WHAT TO DO:
**1.** Return the part of the sewing machine recollection from "My mum’s sewing machine was a" to "like these two.".
**2.** According to the sewing machine recollection below, why did the writer begin making their own clothes while at university? Answer in one to three sentences.
**3.** Extend the sewing machine recollection below, picking up after its last sentence.

____ SELECTED TEXT

My mum’s sewing machine was a hand-operated Singer. She bought it new when she got married and she told me she made all my baby clothes on it

   

My mum’s sewing machine was like these two.

My mum was such an excellent dressmaker that I had no incentive to learn to sew myself. I was knitting for myself by the time I was in my teens but if I saw a dress I liked in a fashion magazine like Honey, my mum could have it copied for me a few days later, often combining several different dress patterns to achieve the right result. When I went to university and was living on a limited budget, I worked out that if I wanted things I couldn’t afford I’d better make them myself. There was a sewing room in my hall of residence which was equipped with electric sewing machines. I had a brilliant choice of shops and markets selling fabrics as I was in Nottingham, a sizeable city. So I taught myself to make my own clothes. Two years later my mum and dad bought me a Singer Zig Zag machine for my 21st birthday. It’s the one in the photo below and it’s still going strong.

________
____ EXTRACTED ENTRIES

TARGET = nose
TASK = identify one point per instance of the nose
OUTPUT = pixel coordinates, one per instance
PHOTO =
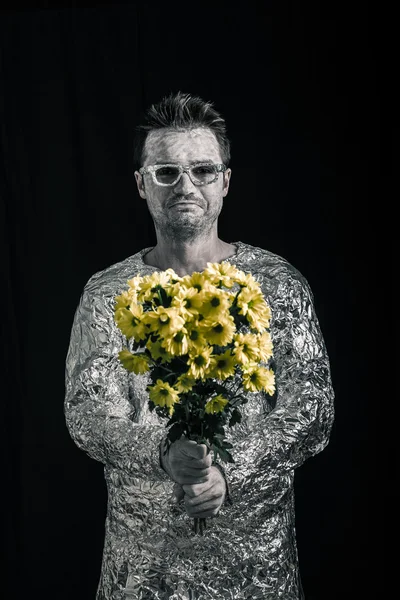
(184, 185)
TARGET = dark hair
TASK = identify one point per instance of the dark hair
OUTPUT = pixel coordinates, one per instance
(180, 112)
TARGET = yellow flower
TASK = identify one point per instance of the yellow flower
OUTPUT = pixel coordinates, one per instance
(130, 322)
(257, 379)
(162, 394)
(247, 280)
(216, 404)
(221, 273)
(196, 339)
(197, 280)
(212, 303)
(164, 321)
(135, 282)
(220, 331)
(184, 383)
(199, 363)
(265, 346)
(125, 299)
(182, 300)
(158, 351)
(146, 288)
(246, 348)
(223, 365)
(252, 304)
(135, 363)
(178, 344)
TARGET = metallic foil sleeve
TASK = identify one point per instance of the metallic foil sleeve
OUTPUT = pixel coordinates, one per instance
(248, 550)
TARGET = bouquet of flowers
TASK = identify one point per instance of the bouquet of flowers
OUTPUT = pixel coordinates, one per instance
(205, 340)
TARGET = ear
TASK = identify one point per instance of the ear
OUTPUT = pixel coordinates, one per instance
(227, 177)
(140, 184)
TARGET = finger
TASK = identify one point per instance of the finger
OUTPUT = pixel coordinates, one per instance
(192, 449)
(197, 489)
(193, 472)
(190, 481)
(177, 493)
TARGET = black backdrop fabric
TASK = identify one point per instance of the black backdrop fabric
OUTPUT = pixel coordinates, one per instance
(297, 86)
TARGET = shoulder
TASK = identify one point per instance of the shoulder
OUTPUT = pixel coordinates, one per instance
(113, 279)
(269, 267)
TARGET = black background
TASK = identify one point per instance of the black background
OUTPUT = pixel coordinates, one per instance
(297, 86)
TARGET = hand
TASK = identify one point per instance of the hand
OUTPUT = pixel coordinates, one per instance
(187, 462)
(204, 500)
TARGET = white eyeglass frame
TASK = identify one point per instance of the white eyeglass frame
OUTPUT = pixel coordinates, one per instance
(151, 170)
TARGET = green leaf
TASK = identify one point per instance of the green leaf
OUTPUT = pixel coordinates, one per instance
(235, 418)
(175, 432)
(228, 445)
(224, 454)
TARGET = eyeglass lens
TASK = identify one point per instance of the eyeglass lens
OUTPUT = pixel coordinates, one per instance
(200, 174)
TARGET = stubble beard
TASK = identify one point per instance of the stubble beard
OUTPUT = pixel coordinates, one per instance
(186, 227)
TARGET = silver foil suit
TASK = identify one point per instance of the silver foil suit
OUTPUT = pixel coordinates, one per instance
(248, 550)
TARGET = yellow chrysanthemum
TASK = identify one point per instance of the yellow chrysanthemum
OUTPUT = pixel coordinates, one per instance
(196, 339)
(158, 351)
(164, 321)
(130, 322)
(216, 404)
(199, 363)
(246, 348)
(183, 301)
(265, 346)
(162, 394)
(221, 274)
(184, 383)
(252, 304)
(213, 303)
(135, 282)
(177, 344)
(247, 280)
(197, 280)
(135, 363)
(218, 332)
(257, 379)
(223, 365)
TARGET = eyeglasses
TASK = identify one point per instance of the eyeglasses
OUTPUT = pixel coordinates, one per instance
(170, 174)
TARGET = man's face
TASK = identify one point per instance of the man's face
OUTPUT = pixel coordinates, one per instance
(184, 210)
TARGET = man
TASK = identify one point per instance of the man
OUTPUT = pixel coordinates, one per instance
(248, 549)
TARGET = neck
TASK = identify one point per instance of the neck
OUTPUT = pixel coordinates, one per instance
(185, 257)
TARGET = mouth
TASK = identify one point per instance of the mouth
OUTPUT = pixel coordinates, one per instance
(184, 203)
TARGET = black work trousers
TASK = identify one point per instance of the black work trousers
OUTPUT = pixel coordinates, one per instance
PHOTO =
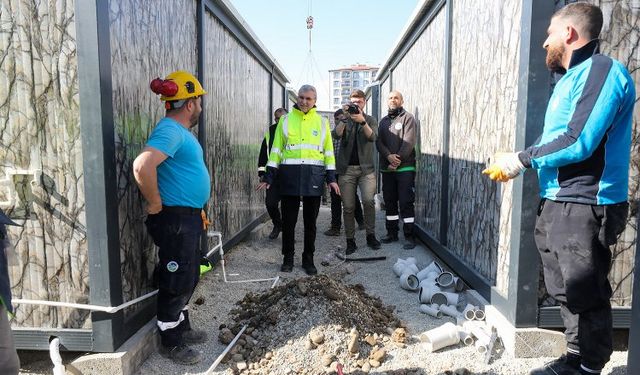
(290, 208)
(398, 189)
(272, 202)
(336, 210)
(573, 241)
(178, 239)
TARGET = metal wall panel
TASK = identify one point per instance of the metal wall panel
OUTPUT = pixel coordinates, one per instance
(420, 78)
(484, 83)
(237, 117)
(148, 40)
(41, 177)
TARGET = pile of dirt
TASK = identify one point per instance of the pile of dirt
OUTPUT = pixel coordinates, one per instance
(310, 326)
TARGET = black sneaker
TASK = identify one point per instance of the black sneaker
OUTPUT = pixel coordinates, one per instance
(351, 246)
(564, 365)
(194, 336)
(181, 354)
(309, 268)
(287, 265)
(390, 237)
(275, 232)
(410, 244)
(333, 232)
(373, 242)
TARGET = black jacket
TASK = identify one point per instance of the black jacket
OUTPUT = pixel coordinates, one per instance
(265, 150)
(397, 135)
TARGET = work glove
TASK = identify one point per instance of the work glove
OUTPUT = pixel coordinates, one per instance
(504, 166)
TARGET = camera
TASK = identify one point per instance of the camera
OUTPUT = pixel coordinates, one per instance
(352, 108)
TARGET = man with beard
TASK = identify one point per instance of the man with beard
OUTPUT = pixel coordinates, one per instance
(582, 159)
(302, 159)
(396, 145)
(355, 165)
(174, 180)
(272, 197)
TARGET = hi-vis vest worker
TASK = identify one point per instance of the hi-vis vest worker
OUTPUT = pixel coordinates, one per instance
(302, 152)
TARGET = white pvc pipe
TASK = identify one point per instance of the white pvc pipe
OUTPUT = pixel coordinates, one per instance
(226, 350)
(445, 279)
(450, 310)
(465, 337)
(445, 298)
(403, 267)
(433, 268)
(54, 354)
(441, 337)
(430, 310)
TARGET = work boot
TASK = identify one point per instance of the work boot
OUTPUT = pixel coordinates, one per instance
(274, 232)
(566, 364)
(308, 266)
(287, 264)
(410, 243)
(194, 336)
(181, 354)
(373, 242)
(333, 232)
(351, 246)
(390, 237)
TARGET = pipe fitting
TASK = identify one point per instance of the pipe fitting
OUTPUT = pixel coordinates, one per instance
(441, 337)
(445, 298)
(409, 281)
(450, 311)
(469, 312)
(402, 266)
(427, 291)
(431, 310)
(433, 269)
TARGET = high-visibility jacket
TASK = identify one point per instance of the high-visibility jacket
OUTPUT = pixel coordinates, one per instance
(302, 154)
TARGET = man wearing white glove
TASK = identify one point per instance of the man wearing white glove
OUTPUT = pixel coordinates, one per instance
(582, 160)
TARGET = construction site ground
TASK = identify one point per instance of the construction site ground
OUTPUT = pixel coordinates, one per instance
(282, 346)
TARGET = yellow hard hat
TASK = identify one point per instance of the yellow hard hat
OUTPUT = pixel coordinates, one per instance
(178, 85)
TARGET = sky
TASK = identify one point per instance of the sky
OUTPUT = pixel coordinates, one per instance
(345, 32)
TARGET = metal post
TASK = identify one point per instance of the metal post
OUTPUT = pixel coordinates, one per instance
(444, 188)
(98, 146)
(633, 354)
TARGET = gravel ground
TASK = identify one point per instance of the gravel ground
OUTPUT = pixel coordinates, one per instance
(260, 258)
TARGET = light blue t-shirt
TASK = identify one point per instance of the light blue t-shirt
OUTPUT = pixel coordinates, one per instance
(183, 179)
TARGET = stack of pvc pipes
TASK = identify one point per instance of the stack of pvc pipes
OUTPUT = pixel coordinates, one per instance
(406, 270)
(479, 332)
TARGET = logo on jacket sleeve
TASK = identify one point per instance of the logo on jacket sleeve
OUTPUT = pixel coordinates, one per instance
(172, 266)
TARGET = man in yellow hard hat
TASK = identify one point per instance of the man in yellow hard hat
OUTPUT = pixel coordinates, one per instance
(174, 181)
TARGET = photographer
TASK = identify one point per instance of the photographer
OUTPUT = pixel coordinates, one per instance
(354, 165)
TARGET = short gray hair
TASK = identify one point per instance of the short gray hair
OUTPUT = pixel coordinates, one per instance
(306, 88)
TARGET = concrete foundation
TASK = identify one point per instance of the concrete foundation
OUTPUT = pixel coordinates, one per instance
(526, 342)
(125, 361)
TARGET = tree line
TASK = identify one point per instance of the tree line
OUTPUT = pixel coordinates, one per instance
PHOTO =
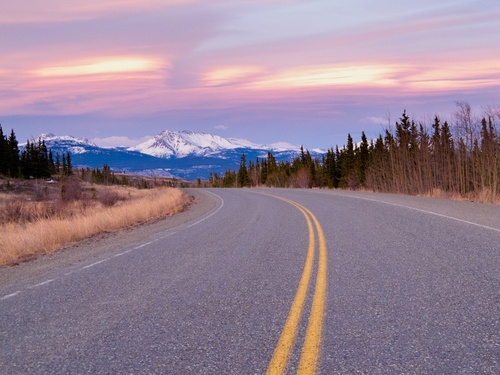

________

ANSWERS BELOW:
**1.**
My mum’s sewing machine was a hand-operated Singer. She bought it new when she got married and she told me she made all my baby clothes on it

   

My mum’s sewing machine was like these two.

**2.** Living on a limited budget, the writer realized that making things themselves was the way to have the things they couldn't afford. The hall of residence had a sewing room with electric sewing machines, and Nottingham offered a brilliant choice of fabric shops and markets, so the writer taught themselves to sew.

**3.**
Most women my age can either knit, sew or do both. Young women who knit and sew now are in the minority. I looked up the history of the domestic sewing machine and it’s really interesting. The domestic sewing machine was invented by Isaac Singer in 1850. Through the late 1800s, in the US and in Britain, the sewing machine was a status symbol and ornate enamelled models were displayed proudly in high class drawing rooms. After 1900, when the sewing machine was being mass produced and could be afforded by poorer families – on hire purchase – the models on sale were less ornamental and more utilitarian. At the same time, shop-bought clothing became more readily available. The developments of the industrial sewing machine was why factory made clothing became more affordable. As a result, hand-made items were considered inferior and the sewing machine was relegated from display to a hidden corner. People buying a new machine were sometimes reassured by the company of discretion when delivering. Shop bought clothing was considered superior. This attitude reminds me of a similar one towards baking when I was growing up. My mum, and everyone else’s, baked cakes every week for the family. They baked cakes, scones, pies, biscuits. But when somebody was coming to tea they popped out and bought a shop cake. As if home baking was inferior and a sign of poverty.

 

 

My antique Jones sewing machine which is in perfect order and sews beautifully. It was bought for me as a present by my one of my daughters a few years ago. I was a Jones – but no connection with the sewing machine manufacturers!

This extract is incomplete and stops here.